Stored items:
— START —

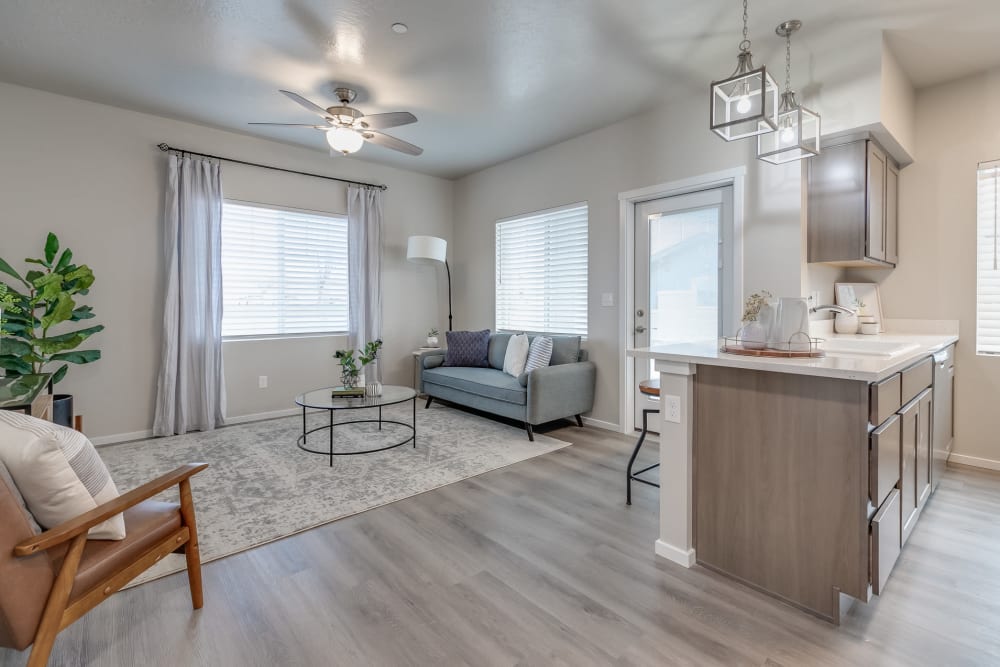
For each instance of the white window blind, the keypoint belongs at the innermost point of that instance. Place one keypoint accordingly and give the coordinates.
(541, 271)
(284, 271)
(988, 260)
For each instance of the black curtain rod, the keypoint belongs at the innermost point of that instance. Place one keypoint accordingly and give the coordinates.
(165, 148)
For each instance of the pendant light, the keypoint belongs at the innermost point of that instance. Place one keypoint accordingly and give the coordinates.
(798, 128)
(745, 104)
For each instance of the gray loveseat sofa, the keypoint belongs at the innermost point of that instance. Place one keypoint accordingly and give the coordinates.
(563, 389)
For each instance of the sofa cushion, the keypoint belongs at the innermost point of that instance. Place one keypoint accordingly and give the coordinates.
(565, 350)
(58, 472)
(486, 382)
(468, 348)
(498, 350)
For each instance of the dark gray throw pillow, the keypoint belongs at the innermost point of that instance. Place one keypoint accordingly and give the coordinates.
(468, 348)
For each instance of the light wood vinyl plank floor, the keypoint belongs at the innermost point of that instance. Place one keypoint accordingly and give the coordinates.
(541, 563)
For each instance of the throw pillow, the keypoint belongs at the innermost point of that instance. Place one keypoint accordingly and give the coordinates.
(517, 355)
(58, 472)
(468, 348)
(539, 354)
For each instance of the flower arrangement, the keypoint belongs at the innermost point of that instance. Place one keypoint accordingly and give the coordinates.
(753, 304)
(349, 370)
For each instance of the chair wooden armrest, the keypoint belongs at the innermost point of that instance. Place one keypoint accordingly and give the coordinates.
(81, 524)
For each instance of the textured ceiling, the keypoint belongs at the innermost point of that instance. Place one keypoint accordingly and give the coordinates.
(488, 80)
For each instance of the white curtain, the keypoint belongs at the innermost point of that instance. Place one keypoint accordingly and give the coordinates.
(364, 219)
(190, 392)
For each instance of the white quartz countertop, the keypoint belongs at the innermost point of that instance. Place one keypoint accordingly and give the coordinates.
(848, 366)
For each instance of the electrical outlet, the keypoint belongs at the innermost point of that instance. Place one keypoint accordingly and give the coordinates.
(672, 408)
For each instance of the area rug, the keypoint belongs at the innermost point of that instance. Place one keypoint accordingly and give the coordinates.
(260, 487)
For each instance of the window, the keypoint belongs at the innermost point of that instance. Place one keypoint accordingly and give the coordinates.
(541, 272)
(284, 271)
(988, 261)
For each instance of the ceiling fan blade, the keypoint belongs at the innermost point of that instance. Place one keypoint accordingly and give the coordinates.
(392, 142)
(315, 127)
(383, 121)
(315, 108)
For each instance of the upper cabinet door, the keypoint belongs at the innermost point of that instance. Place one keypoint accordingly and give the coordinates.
(891, 213)
(875, 246)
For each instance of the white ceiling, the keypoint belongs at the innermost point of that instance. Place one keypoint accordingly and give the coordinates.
(488, 80)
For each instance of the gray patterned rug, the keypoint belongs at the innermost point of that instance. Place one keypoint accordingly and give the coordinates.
(260, 487)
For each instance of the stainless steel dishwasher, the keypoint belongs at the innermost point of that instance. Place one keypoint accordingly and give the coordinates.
(944, 406)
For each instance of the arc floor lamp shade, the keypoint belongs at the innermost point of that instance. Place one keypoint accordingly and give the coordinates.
(427, 250)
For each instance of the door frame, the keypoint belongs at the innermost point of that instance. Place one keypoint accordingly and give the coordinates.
(735, 178)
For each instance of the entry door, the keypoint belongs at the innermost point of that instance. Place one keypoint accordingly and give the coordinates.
(683, 288)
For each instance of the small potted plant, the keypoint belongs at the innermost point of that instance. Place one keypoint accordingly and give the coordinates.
(754, 334)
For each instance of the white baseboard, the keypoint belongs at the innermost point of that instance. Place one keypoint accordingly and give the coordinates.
(599, 423)
(119, 438)
(974, 461)
(684, 557)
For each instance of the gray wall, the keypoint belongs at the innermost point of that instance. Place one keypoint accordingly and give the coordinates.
(668, 143)
(92, 174)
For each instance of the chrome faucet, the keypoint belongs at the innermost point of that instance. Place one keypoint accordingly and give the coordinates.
(836, 309)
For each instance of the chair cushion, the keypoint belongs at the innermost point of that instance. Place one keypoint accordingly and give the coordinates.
(539, 354)
(468, 348)
(146, 524)
(486, 382)
(58, 472)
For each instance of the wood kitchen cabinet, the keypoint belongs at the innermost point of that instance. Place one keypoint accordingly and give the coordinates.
(853, 193)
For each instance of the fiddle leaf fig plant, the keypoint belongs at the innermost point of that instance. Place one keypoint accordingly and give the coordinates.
(35, 304)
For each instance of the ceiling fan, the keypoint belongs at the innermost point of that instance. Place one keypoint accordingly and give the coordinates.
(347, 129)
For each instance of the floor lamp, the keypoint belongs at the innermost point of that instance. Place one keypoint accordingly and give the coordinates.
(428, 249)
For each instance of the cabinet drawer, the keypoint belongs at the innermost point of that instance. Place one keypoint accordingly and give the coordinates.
(883, 462)
(916, 378)
(884, 399)
(885, 541)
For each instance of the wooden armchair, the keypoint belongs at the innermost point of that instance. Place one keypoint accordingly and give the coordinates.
(49, 580)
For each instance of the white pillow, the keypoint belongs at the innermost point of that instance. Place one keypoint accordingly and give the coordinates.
(539, 354)
(517, 354)
(58, 472)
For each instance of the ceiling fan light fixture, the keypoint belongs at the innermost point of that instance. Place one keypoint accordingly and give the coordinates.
(344, 140)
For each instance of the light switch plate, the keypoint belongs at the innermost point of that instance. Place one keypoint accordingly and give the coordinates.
(671, 408)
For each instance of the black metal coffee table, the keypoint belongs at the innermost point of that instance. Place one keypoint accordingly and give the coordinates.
(323, 399)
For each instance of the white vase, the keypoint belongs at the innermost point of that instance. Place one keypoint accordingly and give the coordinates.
(844, 323)
(754, 335)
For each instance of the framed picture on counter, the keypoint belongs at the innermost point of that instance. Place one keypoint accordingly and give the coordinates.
(852, 295)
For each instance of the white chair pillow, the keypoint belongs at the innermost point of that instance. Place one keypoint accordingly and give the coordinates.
(517, 355)
(58, 472)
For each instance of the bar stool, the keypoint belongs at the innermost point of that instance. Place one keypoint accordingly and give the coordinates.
(648, 388)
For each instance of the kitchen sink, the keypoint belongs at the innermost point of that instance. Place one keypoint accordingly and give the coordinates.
(871, 348)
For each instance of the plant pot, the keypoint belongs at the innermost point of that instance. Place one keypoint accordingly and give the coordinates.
(754, 335)
(62, 410)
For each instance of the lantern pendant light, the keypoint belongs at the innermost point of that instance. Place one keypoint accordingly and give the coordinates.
(745, 104)
(798, 128)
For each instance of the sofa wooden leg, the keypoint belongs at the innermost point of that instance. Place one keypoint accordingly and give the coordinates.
(192, 555)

— END —

Rewrite all of the material above, changing every "innermost point" to "most central point" and keeping everything else the same. Omit the pictures from your answer.

> _EXERCISE ANSWER_:
For each instance of the white window blind, the keypoint belongs at the most central point of that instance. Place one keypoint accordingly and give the coordinates.
(541, 271)
(284, 271)
(988, 260)
For each instance of the black curtain rod, the keypoint belongs at the most central point of that instance. Place one keypoint accordingly and give the coordinates.
(165, 148)
For each instance of the pendant light, the keypoint belongs at the most central point of that instance. Place one keypoint accordingly and give the coordinates.
(798, 128)
(745, 104)
For each instance of the gray loveseat sofa, the keypoint belongs at the most central point of that instance. Place one keypoint accordingly and give the coordinates.
(563, 389)
For each instance of the sofa cushion, the keypoint belongs at the most central point of that instance. Place one keypoint accordingly and give the coordinates.
(565, 350)
(58, 472)
(486, 382)
(468, 348)
(498, 350)
For each instance of the dark gray throw pillow, the keypoint belongs at the most central point of that instance. Place one keypoint accordingly and give the coordinates.
(468, 348)
For each instance of the light wood vinyl plank floor, the keypoint belongs at the most central point of that instance. Place one keypoint accordingly and give the coordinates.
(541, 563)
For each instance of the throw pillow, the keypoint belongs at the most central point of that instance. Place one keypoint accordingly and give the coordinates.
(517, 355)
(58, 472)
(468, 348)
(539, 354)
For each instance of the flower arrangement, the keypoint belongs at the most central point of that instance. Place one keypoint accordingly and give the coordinates.
(753, 304)
(349, 370)
For each instance of the chair wooden armrest, the keypoint belongs at the most central point of that instance. Place one keypoint accordingly and give the coordinates.
(81, 524)
For each instance of the textured ceiling, the keypoint belongs at the most central point of that instance. Place one keypoint accordingly and give the coordinates.
(488, 80)
For each instance of the white curtain, the keypoint belongs at the most central point of that instance. Place one keypoint accordingly and give the coordinates.
(364, 219)
(190, 392)
For each instance of the white quartz countertop, the keypoint belongs at the most central point of that instance. Place one keypoint accordingly and give the coordinates.
(848, 366)
For each instance of the electrical outlet, the keypoint belongs at the most central point of that instance. Place one keypoint accordingly and give the coordinates.
(672, 408)
For each instance of the area rug, the keypoint belongs at the most central point of that instance. Place one keypoint accordingly and give the coordinates.
(260, 487)
For each instance of the window, the keypoint belongs at the most central point of that instance. Place one keypoint accordingly and give the coordinates.
(541, 272)
(284, 271)
(988, 261)
For each instance of the ceiling fan blade, the keypoint belongs at the most central point of that instance. Place one keypoint accordingly and give the coordinates.
(392, 142)
(315, 127)
(383, 121)
(315, 108)
For each instance of the upper cabinet door, the keypoint belongs at the most central point of that instance. Place one keypoint accordingly and give the coordinates.
(891, 213)
(875, 246)
For each instance of the white ceiling, the keypoint belongs at the most central point of that instance. Place one keypoint accordingly and give the coordinates.
(488, 80)
For each instance of the gray patterned rug, the keypoint belongs at the most central point of that instance. Place one keypoint accordingly and give the coordinates.
(260, 487)
For each instance of the stainless steel dishwasher, the keypoint belongs at the most central point of that instance. Place one keypoint accordingly and give the coordinates.
(944, 406)
For each instance of the arc floor lamp shade, the keypoint belongs at the most central point of that instance. Place one keypoint accordingly and give the coordinates.
(427, 250)
For each instance of the door frame, the keypoint belongs at the most central point of that instance. Place one keypoint accordingly and give the coordinates.
(735, 178)
For each instance of the entry door, the keypoint belongs at the most central point of that instance. Place one keypoint accordingly and give the coordinates.
(683, 288)
For each instance of the small potted plant, the keypoint belongs at the most central point of that instance. Place one keypoint accordingly and give the coordinates.
(754, 334)
For each instance of the white baseboard, the keypoint belongs at the most central point of that instance. Place one keypoint accordingly and give the coordinates.
(599, 423)
(119, 438)
(974, 461)
(684, 557)
For each instance of the gray wall, the keypoint belongs at the most central point of that instance. Place one keypoint accordingly and give the coordinates.
(668, 143)
(92, 174)
For each instance of the chrome faucet, the keypoint belongs at the most central point of that instance. Place one keypoint accordingly and give the coordinates.
(836, 309)
For each instance of the chair cushion, the keypoint belongs at the most central point of that instance. Place one keypoint accordingly and give the coordinates.
(539, 354)
(468, 348)
(146, 524)
(486, 382)
(58, 472)
For each instance of the wood kitchen cabinet, the keypoint belongs at the most central point of that instance. Place one keypoint accordingly and give the coordinates.
(853, 193)
For each instance of the fiddle leaf fig plant, the keypoint belongs at the most central point of that instance. Place one keypoint accordingly and give the coordinates.
(35, 304)
For each instance of the ceiling fan, the keypoint belongs at the most central point of that instance. Place one keypoint accordingly and give the coordinates.
(347, 129)
For each instance of the floor lamp, the keypoint belongs at the most central point of that instance. Place one keypoint accordingly and give the coordinates.
(428, 249)
For each instance of the cabinet drawer, the keypoint belongs at the most central point of that instance. Place one keypoint accordingly and give the coordinates.
(883, 462)
(916, 378)
(884, 399)
(885, 541)
For each instance of the wooden armchair, the keypoint belongs at the most central point of that instance. Place one keypoint accordingly and give the coordinates.
(49, 580)
For each instance of the white pillow, the keypoint belongs at the most central point of that instance. Place one keypoint accordingly and give the coordinates.
(539, 354)
(517, 354)
(58, 472)
For each instance of the ceiling fan light fixture, the keypoint belongs at the most central point of that instance. Place one keypoint accordingly and give the coordinates.
(344, 140)
For each instance of the light switch plate, the keypoint belongs at the most central point of that instance. Place one keypoint accordingly and give the coordinates.
(671, 408)
For each instance of the black metal coffee table, the keypoint belongs at the most central point of that instance. Place one keypoint accordingly and give the coordinates.
(323, 399)
For each instance of the white vase, the keypoint belongs at the most central point of that instance. Place one keypoint accordingly and give the coordinates.
(844, 323)
(754, 335)
For each instance of the framed picture on counter, the keypoint belongs at the most central point of that instance. Place one keypoint accordingly and give the coordinates.
(852, 295)
For each instance of the white chair pillow, the keypoint belongs at the most central point of that instance. Place one keypoint accordingly and give the coordinates.
(517, 355)
(58, 472)
For each instance of the bar stool, the keypoint belongs at the most central point of that instance. Place one keypoint accordingly and give the coordinates.
(648, 388)
For each instance of the kitchen sink, the keypoint belongs at the most central point of that instance. Place one keypoint accordingly and give the coordinates.
(871, 348)
For each instance of the plant pot, the keypoint belongs at the most central point of that instance. Place one keypoint accordingly and give the coordinates.
(754, 335)
(62, 410)
For each instance of the lantern pendant light, the keypoint belongs at the most central point of that instance. Place one keypoint accordingly and give the coordinates.
(745, 104)
(798, 128)
For each instance of the sofa wooden leg, the keypoint belongs at the most central point of that instance. Place one keypoint accordingly and give the coordinates.
(192, 555)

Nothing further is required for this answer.